Saved entries:
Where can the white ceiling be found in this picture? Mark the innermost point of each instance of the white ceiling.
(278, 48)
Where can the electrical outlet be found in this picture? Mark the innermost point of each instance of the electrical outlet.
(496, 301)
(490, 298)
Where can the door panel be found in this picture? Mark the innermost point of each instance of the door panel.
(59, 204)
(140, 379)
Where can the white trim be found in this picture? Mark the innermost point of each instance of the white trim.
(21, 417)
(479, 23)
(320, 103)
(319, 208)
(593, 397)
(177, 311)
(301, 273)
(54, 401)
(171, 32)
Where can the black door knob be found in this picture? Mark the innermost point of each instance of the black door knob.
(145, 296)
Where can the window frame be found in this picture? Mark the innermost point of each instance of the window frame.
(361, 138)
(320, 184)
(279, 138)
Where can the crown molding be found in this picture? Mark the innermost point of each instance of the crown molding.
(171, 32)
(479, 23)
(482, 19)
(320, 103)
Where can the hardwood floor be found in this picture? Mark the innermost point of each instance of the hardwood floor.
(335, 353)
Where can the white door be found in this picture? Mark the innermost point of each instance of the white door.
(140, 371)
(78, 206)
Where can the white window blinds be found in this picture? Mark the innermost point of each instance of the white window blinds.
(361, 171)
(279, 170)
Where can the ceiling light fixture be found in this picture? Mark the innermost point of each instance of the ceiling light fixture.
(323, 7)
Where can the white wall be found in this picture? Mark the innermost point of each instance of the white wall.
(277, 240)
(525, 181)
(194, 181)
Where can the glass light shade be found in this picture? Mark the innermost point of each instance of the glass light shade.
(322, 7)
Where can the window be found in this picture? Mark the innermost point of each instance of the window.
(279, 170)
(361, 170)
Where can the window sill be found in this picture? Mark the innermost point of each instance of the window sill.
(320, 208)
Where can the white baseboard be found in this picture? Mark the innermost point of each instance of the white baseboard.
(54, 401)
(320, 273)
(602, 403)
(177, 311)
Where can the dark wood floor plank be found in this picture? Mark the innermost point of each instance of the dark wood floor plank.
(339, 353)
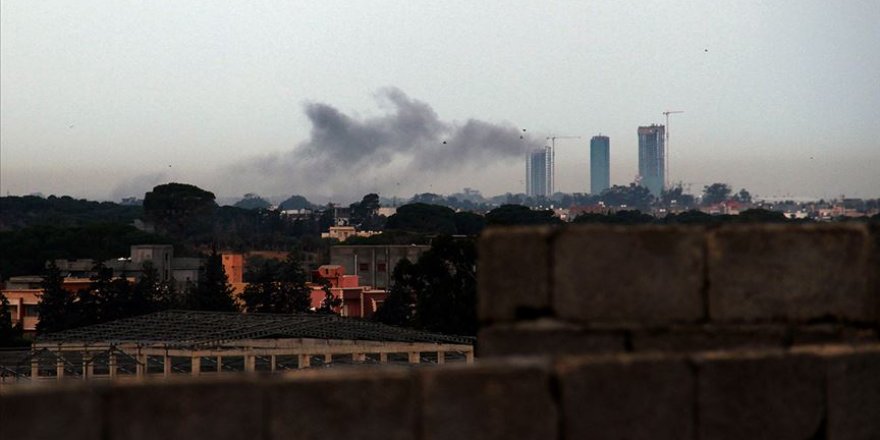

GIVEN REQUEST: Return every line of the entries above word for word, leaving out the picture.

THE SOLUTION:
Where can the white ceiling be found in this picture? Mark the innermost point of each instance of the white ceiling.
(278, 48)
Where can the electrical outlet be found in this picture? Mark the innermost point of each instance of the electrical outlet.
(496, 301)
(490, 298)
Where can the door panel be found in this picture? Mark the innermost point of each instance of the door panel.
(59, 204)
(140, 379)
Where can the white trim be found in this picture? Mark the innermost point of each instance of the white trim.
(21, 417)
(479, 23)
(320, 103)
(319, 208)
(593, 397)
(177, 311)
(301, 273)
(54, 401)
(171, 32)
Where can the black door knob be found in this picture? Mark the innermost point of each instance of the black door knob.
(145, 296)
Where can the window frame be found in this picture? Mark the innermost point of each instance of the window frame.
(361, 138)
(320, 184)
(279, 138)
Where can the crown molding be found in this picture? Mark the innermost point of each instance of the crown molding.
(171, 32)
(479, 23)
(482, 19)
(320, 103)
Where can the hardwood floor be found in this picture? Mark the innermost point of each instance of the hardwood floor.
(335, 353)
Where can the white door be found in this picture? Mark the innermost point of each instance of the white door.
(140, 371)
(78, 206)
Where can the white window blinds be found in this picture? Mark the innermost point of each instance of the white window blinds.
(361, 171)
(279, 170)
Where can the ceiling light fixture be found in this picture? Mark the innermost point of each instance of the ceiling light fixture.
(323, 7)
Where can the white wall be found in this picture? Mark the innermost point of each instance of the white wall.
(277, 240)
(525, 181)
(194, 181)
Where can the glass light shade be found in this picture? Mark the innermost point of each instance of the glass light shade.
(322, 7)
Where can the window be found in this picture? Mark the innermost point of each instance of the window.
(279, 170)
(361, 170)
Where can the window sill be found in this picture? Mark the innermost point of each instance of the window sill.
(320, 208)
Where can the white baseboard be found in this picture? Mark the innermost point of each instance of the white baseboard.
(54, 401)
(320, 273)
(602, 403)
(177, 311)
Where can the dark wood floor plank be found in this picture? Mark the innermost point of each instance of the dark wood floor plank.
(339, 353)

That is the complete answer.